_Exercise description_: An exact transcription of all the entries below is required.

Content starts

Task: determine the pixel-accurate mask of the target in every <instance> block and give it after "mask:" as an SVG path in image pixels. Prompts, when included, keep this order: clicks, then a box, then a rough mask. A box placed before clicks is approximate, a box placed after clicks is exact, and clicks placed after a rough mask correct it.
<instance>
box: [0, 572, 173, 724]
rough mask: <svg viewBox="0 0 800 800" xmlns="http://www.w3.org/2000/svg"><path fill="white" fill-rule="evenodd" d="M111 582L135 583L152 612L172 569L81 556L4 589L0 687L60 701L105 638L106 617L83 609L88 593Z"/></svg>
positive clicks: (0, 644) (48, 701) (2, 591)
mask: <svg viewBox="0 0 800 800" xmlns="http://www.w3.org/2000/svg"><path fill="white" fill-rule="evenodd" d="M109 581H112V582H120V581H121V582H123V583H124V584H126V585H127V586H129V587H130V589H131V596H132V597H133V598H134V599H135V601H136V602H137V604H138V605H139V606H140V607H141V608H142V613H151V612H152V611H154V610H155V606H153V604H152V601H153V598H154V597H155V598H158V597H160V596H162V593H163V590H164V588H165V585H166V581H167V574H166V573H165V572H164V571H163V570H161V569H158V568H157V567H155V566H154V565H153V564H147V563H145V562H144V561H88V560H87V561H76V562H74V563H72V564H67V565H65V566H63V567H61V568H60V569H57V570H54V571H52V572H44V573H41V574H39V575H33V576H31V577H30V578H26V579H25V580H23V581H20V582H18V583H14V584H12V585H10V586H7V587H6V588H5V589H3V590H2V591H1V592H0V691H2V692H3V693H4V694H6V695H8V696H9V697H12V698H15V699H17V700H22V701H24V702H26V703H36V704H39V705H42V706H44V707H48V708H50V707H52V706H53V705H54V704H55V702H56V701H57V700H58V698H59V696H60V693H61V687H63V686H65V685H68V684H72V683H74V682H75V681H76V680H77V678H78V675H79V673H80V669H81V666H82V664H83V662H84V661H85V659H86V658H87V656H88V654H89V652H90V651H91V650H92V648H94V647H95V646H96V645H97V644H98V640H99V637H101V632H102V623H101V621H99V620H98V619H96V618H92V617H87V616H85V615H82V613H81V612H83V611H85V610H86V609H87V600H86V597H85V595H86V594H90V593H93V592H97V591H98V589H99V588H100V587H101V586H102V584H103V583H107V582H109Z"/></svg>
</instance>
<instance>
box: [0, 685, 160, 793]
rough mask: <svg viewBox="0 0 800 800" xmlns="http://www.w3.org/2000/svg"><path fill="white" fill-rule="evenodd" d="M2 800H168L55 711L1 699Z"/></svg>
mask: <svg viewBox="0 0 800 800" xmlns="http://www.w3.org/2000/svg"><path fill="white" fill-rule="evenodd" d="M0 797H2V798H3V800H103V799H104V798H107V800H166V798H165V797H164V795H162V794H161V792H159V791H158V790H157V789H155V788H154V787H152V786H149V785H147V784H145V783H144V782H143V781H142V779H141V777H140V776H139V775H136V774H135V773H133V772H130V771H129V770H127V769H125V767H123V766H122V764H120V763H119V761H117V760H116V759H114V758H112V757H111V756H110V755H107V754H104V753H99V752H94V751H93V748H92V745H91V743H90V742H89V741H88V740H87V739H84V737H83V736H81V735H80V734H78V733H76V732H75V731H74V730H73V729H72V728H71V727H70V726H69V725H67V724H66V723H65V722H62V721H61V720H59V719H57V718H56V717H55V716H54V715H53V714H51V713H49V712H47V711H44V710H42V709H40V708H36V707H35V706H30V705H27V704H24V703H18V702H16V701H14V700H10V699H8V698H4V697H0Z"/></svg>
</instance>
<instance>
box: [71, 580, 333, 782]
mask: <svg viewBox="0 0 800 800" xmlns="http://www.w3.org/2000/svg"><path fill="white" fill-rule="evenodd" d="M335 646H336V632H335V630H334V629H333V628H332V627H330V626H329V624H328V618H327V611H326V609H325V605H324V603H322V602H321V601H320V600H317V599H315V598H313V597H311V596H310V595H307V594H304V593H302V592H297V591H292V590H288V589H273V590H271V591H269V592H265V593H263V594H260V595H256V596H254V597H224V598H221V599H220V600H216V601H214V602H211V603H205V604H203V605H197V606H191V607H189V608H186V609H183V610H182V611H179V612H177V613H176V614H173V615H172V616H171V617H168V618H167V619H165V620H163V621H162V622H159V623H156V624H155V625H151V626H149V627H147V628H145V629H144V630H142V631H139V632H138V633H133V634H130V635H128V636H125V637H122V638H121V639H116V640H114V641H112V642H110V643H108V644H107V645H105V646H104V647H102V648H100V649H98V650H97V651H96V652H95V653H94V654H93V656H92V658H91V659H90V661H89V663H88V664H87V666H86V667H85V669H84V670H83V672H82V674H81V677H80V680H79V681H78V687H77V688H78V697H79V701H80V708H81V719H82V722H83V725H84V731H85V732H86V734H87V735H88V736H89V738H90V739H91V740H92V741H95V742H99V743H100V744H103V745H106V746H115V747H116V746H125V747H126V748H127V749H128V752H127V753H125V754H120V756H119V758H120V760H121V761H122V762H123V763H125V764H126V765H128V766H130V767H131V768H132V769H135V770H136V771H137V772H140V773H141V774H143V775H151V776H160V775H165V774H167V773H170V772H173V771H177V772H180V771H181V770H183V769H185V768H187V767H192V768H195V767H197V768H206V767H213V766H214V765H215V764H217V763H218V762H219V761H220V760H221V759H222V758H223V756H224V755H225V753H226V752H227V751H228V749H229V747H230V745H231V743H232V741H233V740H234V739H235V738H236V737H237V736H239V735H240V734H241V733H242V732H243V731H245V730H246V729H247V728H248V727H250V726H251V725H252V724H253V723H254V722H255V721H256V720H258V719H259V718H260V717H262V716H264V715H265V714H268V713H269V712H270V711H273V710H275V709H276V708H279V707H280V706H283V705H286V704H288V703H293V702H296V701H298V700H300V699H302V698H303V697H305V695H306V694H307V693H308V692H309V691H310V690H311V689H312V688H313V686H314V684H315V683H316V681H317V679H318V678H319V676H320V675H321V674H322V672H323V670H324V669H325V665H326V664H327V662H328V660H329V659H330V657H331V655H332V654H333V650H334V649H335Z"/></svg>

Content ends

_Solved exercise_:
Task: determine the pixel-accurate mask of the target in every <instance> block and give it after "mask:" as an SVG path in image pixels. Prompts, when included, keep this order: clicks, then a box, then a rough mask. A box placed before clicks is approximate, a box placed after clicks is exact, and clicks placed after a rough mask correct it.
<instance>
box: [0, 572, 173, 724]
rough mask: <svg viewBox="0 0 800 800" xmlns="http://www.w3.org/2000/svg"><path fill="white" fill-rule="evenodd" d="M111 582L135 583L152 612L172 569L81 556L4 589L0 687L60 701L105 638L106 617L83 609L88 593Z"/></svg>
positive clicks: (0, 644) (48, 701) (2, 591)
mask: <svg viewBox="0 0 800 800" xmlns="http://www.w3.org/2000/svg"><path fill="white" fill-rule="evenodd" d="M109 581H112V582H120V581H121V582H123V583H124V584H126V585H127V586H129V587H130V589H131V596H132V597H133V598H134V599H135V601H136V602H137V604H138V605H139V606H140V607H141V608H142V613H151V612H152V611H154V610H155V606H153V604H152V601H153V598H154V597H155V598H158V597H160V596H162V593H163V590H164V588H165V585H166V581H167V574H166V573H165V572H164V571H163V570H161V569H158V568H157V567H155V566H154V565H153V564H147V563H145V562H144V561H88V560H87V561H76V562H74V563H72V564H67V565H65V566H63V567H61V568H60V569H57V570H54V571H52V572H44V573H41V574H39V575H33V576H31V577H30V578H26V579H25V580H23V581H20V582H18V583H14V584H12V585H10V586H7V587H6V588H5V589H3V590H2V591H1V592H0V691H2V692H3V693H4V694H6V695H8V696H9V697H12V698H15V699H17V700H22V701H24V702H26V703H36V704H39V705H42V706H44V707H48V708H50V707H52V706H53V705H54V704H55V702H56V701H57V700H58V698H59V696H60V693H61V687H63V686H65V685H68V684H72V683H74V682H75V681H76V680H77V678H78V675H79V673H80V669H81V666H82V664H83V662H84V661H85V659H86V658H87V656H88V654H89V652H90V651H91V650H92V648H94V647H95V646H96V645H97V644H98V640H99V637H101V632H102V623H101V621H99V620H98V619H96V618H92V617H87V616H85V615H82V613H81V612H83V611H85V610H86V609H87V600H86V597H85V595H86V594H90V593H93V592H97V591H98V589H99V588H100V587H101V586H102V584H103V583H107V582H109Z"/></svg>
</instance>
<instance>
box: [0, 685, 160, 793]
rough mask: <svg viewBox="0 0 800 800" xmlns="http://www.w3.org/2000/svg"><path fill="white" fill-rule="evenodd" d="M2 800H168L55 711L1 699Z"/></svg>
mask: <svg viewBox="0 0 800 800" xmlns="http://www.w3.org/2000/svg"><path fill="white" fill-rule="evenodd" d="M0 797H2V798H3V800H103V799H104V798H107V800H166V798H165V797H164V795H162V794H161V792H159V791H158V790H157V789H155V788H154V787H152V786H149V785H147V784H145V783H144V782H143V781H142V779H141V777H140V776H139V775H136V774H135V773H133V772H130V771H129V770H127V769H125V767H123V766H122V764H120V763H119V761H117V760H116V759H114V758H112V757H111V756H110V755H107V754H104V753H99V752H94V751H93V748H92V745H91V743H90V742H89V741H88V740H87V739H84V737H83V736H81V735H80V734H78V733H76V732H75V731H74V730H73V729H72V728H71V727H70V726H69V725H67V724H66V723H65V722H62V721H61V720H59V719H57V718H56V717H55V716H54V715H53V714H51V713H49V712H47V711H44V710H42V709H40V708H36V707H35V706H30V705H27V704H24V703H18V702H16V701H14V700H10V699H8V698H4V697H0Z"/></svg>
</instance>
<instance>
box: [71, 580, 333, 782]
mask: <svg viewBox="0 0 800 800" xmlns="http://www.w3.org/2000/svg"><path fill="white" fill-rule="evenodd" d="M335 646H336V632H335V630H334V629H333V628H332V627H330V626H329V624H328V618H327V611H326V609H325V605H324V603H322V602H321V601H320V600H317V599H315V598H313V597H311V596H310V595H307V594H304V593H302V592H297V591H292V590H288V589H273V590H271V591H269V592H265V593H263V594H260V595H256V596H254V597H224V598H221V599H220V600H216V601H214V602H211V603H205V604H203V605H197V606H191V607H189V608H186V609H183V610H182V611H179V612H177V613H176V614H173V615H172V616H171V617H168V618H167V619H165V620H163V621H162V622H159V623H156V624H155V625H151V626H149V627H147V628H145V629H144V630H142V631H139V632H138V633H133V634H130V635H128V636H125V637H122V638H121V639H116V640H114V641H112V642H110V643H108V644H107V645H105V646H104V647H102V648H100V649H98V650H97V651H96V652H95V653H94V654H93V656H92V658H91V659H90V661H89V663H88V664H87V666H86V667H85V669H84V670H83V672H82V674H81V677H80V680H79V681H78V687H77V688H78V697H79V701H80V708H81V719H82V722H83V725H84V731H85V732H86V734H87V735H88V736H89V738H90V739H91V740H92V741H95V742H99V743H100V744H103V745H106V746H115V747H116V746H125V747H126V748H127V749H128V752H127V753H125V754H120V756H119V758H120V760H121V761H122V762H123V763H125V764H126V765H128V766H130V767H131V768H132V769H135V770H136V771H137V772H140V773H141V774H143V775H151V776H160V775H165V774H167V773H170V772H173V771H177V772H180V771H181V770H183V769H185V768H187V767H192V768H195V767H197V768H206V767H213V766H214V765H215V764H217V763H218V762H219V761H220V760H221V759H222V758H223V756H224V755H225V753H226V752H227V751H228V749H229V747H230V745H231V743H232V741H233V740H234V739H235V738H236V737H237V736H239V735H240V734H241V733H242V732H243V731H245V730H246V729H247V728H248V727H250V726H251V725H252V724H253V723H254V722H255V721H256V720H258V719H259V718H260V717H262V716H264V715H265V714H268V713H269V712H270V711H273V710H275V709H276V708H279V707H280V706H283V705H286V704H288V703H293V702H296V701H298V700H300V699H302V698H303V697H305V695H306V694H307V693H308V692H309V691H310V690H311V689H312V688H313V686H314V684H315V683H316V681H317V679H318V678H319V676H320V675H321V674H322V672H323V670H324V669H325V665H326V664H327V662H328V660H329V659H330V657H331V655H332V654H333V650H334V649H335Z"/></svg>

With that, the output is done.